Short task = Report how many lines in the items below contain the string "wheel". Give the number alone.

Data excerpts =

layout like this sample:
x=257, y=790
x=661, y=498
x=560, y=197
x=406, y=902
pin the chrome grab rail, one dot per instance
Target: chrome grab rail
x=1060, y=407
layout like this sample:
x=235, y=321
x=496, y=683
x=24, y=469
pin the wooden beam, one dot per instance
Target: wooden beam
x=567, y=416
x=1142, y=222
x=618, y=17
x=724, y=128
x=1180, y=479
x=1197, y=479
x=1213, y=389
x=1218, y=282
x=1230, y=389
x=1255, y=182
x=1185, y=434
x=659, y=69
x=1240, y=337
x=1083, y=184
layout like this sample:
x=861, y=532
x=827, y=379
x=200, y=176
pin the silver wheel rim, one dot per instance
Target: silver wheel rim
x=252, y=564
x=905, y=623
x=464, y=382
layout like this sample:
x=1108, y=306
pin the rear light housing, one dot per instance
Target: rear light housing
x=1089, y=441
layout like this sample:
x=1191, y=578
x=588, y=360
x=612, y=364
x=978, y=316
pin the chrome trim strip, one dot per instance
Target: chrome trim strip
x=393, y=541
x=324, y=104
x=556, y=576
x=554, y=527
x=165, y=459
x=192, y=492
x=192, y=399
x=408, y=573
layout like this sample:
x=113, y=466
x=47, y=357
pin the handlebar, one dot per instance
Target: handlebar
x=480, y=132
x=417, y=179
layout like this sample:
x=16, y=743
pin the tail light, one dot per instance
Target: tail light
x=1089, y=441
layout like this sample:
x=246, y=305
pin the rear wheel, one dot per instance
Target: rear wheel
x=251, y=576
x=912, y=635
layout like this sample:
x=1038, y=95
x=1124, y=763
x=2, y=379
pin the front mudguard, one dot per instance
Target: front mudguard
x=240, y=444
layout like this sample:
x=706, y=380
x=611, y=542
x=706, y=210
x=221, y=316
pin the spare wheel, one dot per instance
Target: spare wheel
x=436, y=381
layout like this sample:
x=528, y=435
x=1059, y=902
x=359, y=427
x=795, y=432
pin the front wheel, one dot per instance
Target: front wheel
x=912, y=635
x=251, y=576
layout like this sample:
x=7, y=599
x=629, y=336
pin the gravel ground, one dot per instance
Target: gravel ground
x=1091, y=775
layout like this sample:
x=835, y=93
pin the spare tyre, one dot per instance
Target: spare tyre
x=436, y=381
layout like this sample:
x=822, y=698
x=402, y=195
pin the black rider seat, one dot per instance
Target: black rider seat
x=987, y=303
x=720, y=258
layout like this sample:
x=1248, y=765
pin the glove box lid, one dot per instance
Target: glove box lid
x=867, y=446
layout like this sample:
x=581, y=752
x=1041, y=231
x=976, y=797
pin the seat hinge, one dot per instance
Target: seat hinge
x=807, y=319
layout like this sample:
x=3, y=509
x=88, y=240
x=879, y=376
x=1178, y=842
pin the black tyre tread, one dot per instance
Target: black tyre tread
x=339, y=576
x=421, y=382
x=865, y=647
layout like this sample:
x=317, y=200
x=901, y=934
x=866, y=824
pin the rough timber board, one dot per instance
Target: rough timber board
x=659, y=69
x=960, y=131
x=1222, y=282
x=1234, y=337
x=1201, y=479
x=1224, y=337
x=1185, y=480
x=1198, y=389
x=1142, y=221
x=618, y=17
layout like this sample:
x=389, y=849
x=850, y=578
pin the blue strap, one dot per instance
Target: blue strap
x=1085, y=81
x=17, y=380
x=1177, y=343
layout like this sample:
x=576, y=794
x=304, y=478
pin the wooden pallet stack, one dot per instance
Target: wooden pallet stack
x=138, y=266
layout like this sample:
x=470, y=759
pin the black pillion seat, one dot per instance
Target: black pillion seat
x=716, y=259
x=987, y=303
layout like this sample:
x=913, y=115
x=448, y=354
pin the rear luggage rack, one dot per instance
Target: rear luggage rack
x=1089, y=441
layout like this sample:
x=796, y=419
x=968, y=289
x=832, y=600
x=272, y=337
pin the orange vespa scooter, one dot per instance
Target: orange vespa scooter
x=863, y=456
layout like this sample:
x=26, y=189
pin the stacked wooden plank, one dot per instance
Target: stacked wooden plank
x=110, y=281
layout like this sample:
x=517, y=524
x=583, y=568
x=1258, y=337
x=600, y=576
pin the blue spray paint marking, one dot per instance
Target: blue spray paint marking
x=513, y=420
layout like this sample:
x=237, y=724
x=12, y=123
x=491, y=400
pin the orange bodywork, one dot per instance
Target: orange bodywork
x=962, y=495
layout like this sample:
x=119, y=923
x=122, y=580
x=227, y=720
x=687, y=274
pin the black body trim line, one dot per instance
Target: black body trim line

Solution to the problem = 8